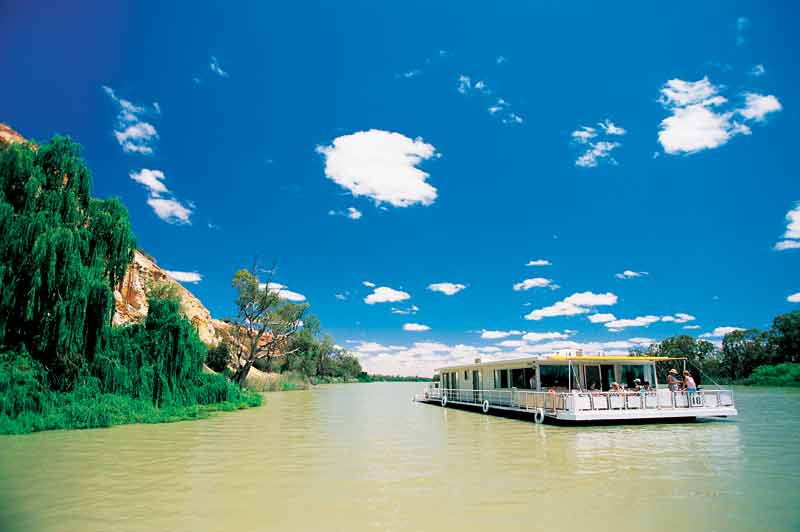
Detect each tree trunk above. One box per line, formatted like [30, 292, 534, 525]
[233, 359, 255, 388]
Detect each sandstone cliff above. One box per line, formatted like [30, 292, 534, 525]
[0, 123, 227, 345]
[113, 250, 225, 345]
[0, 122, 25, 145]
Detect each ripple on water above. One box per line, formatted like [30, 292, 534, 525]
[0, 383, 800, 532]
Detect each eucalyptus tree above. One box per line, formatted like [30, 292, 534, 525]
[228, 268, 308, 386]
[0, 136, 135, 389]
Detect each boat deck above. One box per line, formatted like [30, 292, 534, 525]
[414, 386, 737, 423]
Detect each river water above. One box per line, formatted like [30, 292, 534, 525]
[0, 383, 800, 532]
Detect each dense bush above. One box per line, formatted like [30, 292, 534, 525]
[206, 342, 231, 373]
[0, 137, 261, 433]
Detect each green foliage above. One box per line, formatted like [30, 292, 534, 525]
[206, 341, 231, 373]
[230, 269, 308, 386]
[630, 334, 714, 384]
[719, 329, 775, 381]
[0, 137, 135, 390]
[280, 316, 362, 383]
[745, 362, 800, 386]
[770, 310, 800, 362]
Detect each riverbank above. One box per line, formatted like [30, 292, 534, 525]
[0, 376, 263, 435]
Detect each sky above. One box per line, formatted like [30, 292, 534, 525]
[0, 0, 800, 375]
··········
Replace "Detect each" with "Find every" in every one of the items above, keeping all other text the same. Leave the pictures out.

Find every tree trunk above. One box per line, formatted like [30, 292, 534, 525]
[233, 359, 255, 388]
Find every sandstone cliff above. One box per line, formatted like [30, 292, 534, 525]
[0, 123, 227, 345]
[113, 250, 225, 345]
[0, 122, 25, 145]
Find every ripple on water above. One box per line, formatted like [30, 292, 534, 525]
[0, 383, 800, 532]
Find every eucalyptus tree above. One box per line, formatted like [30, 292, 534, 525]
[228, 268, 308, 386]
[0, 136, 135, 389]
Find every boat deck above. One box per line, formatted like [30, 292, 534, 525]
[414, 386, 737, 423]
Find every river water above. One box per line, formatted like [30, 292, 534, 525]
[0, 383, 800, 532]
Find every dense bush above. One box per line, formatted like [30, 292, 534, 525]
[206, 342, 231, 373]
[0, 137, 261, 433]
Find every green foliage above. One box per line, formatted like [30, 292, 534, 525]
[206, 341, 231, 373]
[230, 269, 308, 386]
[630, 334, 714, 384]
[719, 329, 775, 381]
[0, 137, 135, 390]
[280, 316, 362, 383]
[745, 362, 800, 386]
[770, 310, 800, 362]
Find every riverbank above. One box per line, formatted like [30, 292, 534, 525]
[0, 376, 263, 435]
Find every sky above. One box per line, formatted like [30, 292, 534, 525]
[0, 0, 800, 375]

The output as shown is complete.